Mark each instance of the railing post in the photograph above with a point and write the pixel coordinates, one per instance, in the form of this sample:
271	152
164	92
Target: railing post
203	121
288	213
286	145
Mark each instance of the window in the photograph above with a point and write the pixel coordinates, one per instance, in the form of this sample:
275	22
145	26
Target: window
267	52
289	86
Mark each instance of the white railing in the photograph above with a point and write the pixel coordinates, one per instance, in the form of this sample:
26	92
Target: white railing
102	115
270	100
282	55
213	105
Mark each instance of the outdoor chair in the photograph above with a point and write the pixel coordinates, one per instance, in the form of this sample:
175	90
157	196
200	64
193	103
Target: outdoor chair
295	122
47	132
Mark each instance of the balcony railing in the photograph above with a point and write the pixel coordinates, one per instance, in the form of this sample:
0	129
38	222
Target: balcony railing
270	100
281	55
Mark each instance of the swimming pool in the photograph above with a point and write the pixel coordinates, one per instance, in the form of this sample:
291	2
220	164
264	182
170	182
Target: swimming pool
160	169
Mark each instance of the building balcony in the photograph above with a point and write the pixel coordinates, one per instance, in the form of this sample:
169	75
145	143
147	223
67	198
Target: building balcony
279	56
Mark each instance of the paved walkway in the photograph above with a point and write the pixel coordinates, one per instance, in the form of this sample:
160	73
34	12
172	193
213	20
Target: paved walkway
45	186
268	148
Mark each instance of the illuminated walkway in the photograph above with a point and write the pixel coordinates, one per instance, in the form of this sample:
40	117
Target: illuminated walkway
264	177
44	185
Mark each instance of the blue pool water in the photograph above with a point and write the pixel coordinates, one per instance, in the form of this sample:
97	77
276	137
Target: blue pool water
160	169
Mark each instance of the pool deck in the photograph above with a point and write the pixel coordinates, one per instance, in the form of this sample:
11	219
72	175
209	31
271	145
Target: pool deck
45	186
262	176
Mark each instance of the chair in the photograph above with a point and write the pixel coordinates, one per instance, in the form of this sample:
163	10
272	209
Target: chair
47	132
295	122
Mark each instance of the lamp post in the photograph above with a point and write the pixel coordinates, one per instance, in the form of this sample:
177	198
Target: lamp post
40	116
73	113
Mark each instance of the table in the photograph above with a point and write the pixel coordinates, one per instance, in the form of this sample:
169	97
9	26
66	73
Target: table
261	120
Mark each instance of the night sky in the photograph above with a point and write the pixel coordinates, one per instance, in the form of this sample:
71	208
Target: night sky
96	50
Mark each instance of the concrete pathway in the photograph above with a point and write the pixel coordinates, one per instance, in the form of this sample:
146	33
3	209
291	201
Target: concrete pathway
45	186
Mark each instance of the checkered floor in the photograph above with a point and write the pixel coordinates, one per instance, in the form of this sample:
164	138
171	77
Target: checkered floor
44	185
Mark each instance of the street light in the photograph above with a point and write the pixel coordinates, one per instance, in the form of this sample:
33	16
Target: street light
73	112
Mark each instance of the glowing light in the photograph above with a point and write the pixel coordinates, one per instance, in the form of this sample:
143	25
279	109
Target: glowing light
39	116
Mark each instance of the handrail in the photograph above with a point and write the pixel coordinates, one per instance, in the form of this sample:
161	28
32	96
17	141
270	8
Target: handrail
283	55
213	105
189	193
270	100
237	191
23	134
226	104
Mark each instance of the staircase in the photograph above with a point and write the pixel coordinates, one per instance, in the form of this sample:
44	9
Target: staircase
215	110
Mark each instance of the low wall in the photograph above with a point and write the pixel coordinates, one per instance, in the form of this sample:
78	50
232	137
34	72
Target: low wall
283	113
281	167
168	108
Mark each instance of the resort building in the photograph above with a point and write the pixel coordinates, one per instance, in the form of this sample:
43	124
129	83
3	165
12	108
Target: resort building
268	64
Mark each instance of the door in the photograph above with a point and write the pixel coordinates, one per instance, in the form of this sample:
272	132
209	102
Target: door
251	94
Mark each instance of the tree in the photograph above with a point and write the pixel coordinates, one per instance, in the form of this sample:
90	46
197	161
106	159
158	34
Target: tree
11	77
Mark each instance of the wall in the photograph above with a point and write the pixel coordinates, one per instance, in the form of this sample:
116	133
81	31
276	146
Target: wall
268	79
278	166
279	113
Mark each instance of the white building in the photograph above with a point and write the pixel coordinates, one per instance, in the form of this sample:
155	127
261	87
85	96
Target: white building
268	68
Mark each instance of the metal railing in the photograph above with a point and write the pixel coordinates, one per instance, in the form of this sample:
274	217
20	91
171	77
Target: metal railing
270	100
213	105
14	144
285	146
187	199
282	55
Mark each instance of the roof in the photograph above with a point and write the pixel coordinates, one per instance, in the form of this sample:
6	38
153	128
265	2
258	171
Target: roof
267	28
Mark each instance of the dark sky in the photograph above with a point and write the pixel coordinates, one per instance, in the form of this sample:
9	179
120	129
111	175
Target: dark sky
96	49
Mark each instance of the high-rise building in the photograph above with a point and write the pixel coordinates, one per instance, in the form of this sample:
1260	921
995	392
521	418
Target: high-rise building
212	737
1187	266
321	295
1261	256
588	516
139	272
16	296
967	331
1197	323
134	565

● **Exercise goal**
Each line above must be reproduced exactly as it stands.

● **The response**
Mark each instance of the railing post in the photograph above with a point and write the pixel coordinates, one per instance, in the form of this sample:
271	152
164	92
Target: railing post
203	121
288	213
286	145
Mark each instance of the window in the photograph above with a point and write the pixel coordinates, one per instance, in the form of this sample:
275	22
145	26
Target: window
267	52
289	86
Mark each instance of the white railing in the photograph above with a point and write the pixel coordinates, one per instance, in the form of this sample:
26	92
Target: white railing
102	115
270	100
282	55
213	105
Mark each instance of the outdoor chair in the photograph above with a point and write the pixel coordinates, one per instance, in the form of this sample:
175	90
157	196
200	64
193	103
Target: outdoor chair
295	122
47	132
Mark each instance of the balcony railing in the photograph above with a point and write the pixel coordinates, one per instance, in the form of this sample:
0	129
38	222
Target: balcony railing
270	100
281	55
Mark each instance of the swimming pool in the photograph above with a point and write the pixel coordinates, one per instance, in the form of this sample:
291	2
220	164
264	182
170	182
Target: swimming pool
160	169
Mark each instance of the building balcony in the photograph above with a point and write the pixel coordinates, one per instance, in the form of this sample:
169	75
145	143
147	223
67	198
Target: building balcony
279	56
Mark each instance of the paved walkway in the photograph above with a point and write the pixel coordinates, one per instance, in the form of this sample:
160	73
34	12
172	193
213	20
Target: paved walkway
45	186
268	148
Mark each instance of the illuminated walkway in the photograph above with a point and write the pixel coordinates, one per instance, in the form of this sample:
40	117
Target: illuminated walkway
264	177
44	185
Mark each instance of the blue pool water in the photograph above with a point and write the pixel coordinates, one per instance, in the form of this sample:
97	77
276	137
Target: blue pool water
160	169
Mark each instance of the pool deck in the photograph above with a point and write the pixel coordinates, one per instance, in the form of this sample:
11	219
72	175
209	31
271	145
Target: pool deck
45	186
262	176
Mark each instance of the chair in the photograph above with a point and write the pixel coordinates, one per instance, in the form of this sample:
163	10
272	209
Target: chair
47	132
295	122
Mark each instance of the lamp post in the photograph above with a point and write the pixel coordinates, one per instance, in the form of this sample:
177	198
Target: lamp post
40	116
73	113
Mark each instance of the table in the photograph above with a point and write the pixel coordinates, one per instance, in the form of this sample:
169	97
9	26
66	73
Target: table
261	120
Mark each instance of the night sky in the photograph above with a point and write the pixel coordinates, one per instance, in the form of this sample:
71	208
Target: night sky
96	50
Mark each instance of the concrete pathway in the photograph above with a point and write the pixel coordinates, one per instance, in the form of this sample:
146	33
3	209
291	201
Target: concrete pathway
45	186
Mark each instance of the checkered floor in the photograph above with a point and write the pixel coordinates, one per instance, in the form of this sample:
164	138
171	77
Target: checkered floor
44	185
Mark each instance of the street light in the photograph above with a point and write the pixel coordinates, one per instance, in the form of this sample:
33	16
Target: street light
73	112
Mark each instance of the glowing light in the photograph above with a point and write the pixel coordinates, one per instance, in the form of this sample:
143	25
279	109
Target: glowing light
39	116
Mark each instance of the handrail in the photograph above with a point and write the pixel coordinates, one per instance, in the form of this sample:
161	28
32	96
17	141
270	8
Target: handrail
283	55
213	105
189	193
270	100
237	191
23	134
226	104
Mark each instance of the staircase in the photograph above with a point and write the pixel coordinates, one per instance, in the form of this sample:
44	9
Target: staircase
215	110
Mark each instance of the low wall in the photograph above with a point and write the pixel coordinates, one per instance, in the form of this sample:
78	50
232	137
34	72
Target: low wall
283	113
281	167
168	108
Mark each instance of the resort building in the photograph above with a point and write the pixel coordinates, one per instance, in the form of this sample:
43	124
129	83
3	165
12	108
Target: resort building
268	64
Mark each instance of the door in the photograph above with a point and write the pixel coordinates, one per instance, in the form of this sample:
272	132
209	102
Target: door
251	94
Mark each instance of the tree in the photograph above with a point and write the pixel coordinates, one per instance, in the form of this sample:
90	46
197	161
106	159
158	34
Target: tree
11	77
Mark each instance of the wall in the photograph above with a point and write the pixel coordinates, one per instance, in the form of this sample:
116	133
81	31
276	146
Target: wall
268	79
278	166
279	113
Mark each instance of the white building in the photograph above with a point and write the pixel coordinates, one per instance, in the form of this sample:
155	127
261	87
85	96
Target: white building
268	68
Mark each instance of the metal railing in the photograph above with a point and write the pixel coordinates, one per instance, in the form of this sample:
274	217
20	91
171	77
Target: metal railing
270	100
213	105
14	144
285	146
187	199
282	55
Mark each instance of the roof in the photograph above with a point and write the pixel coordinates, one per instance, in the form of this sample:
6	38
153	128
265	2
258	171
Target: roof
267	28
Mark each instance of the dark sky in the photograph above with a point and write the pixel coordinates, one per instance, in the form of this sample:
9	179
120	129
111	175
Target: dark sky
96	49
Mark each instance of the high-rise building in the photograph above with a point and write the pixel coordinates, one per instance, in the form of this sample:
1260	921
995	392
521	418
Target: high-rise building
212	737
1187	266
321	295
1261	256
588	516
139	272
16	296
967	331
1197	323
134	565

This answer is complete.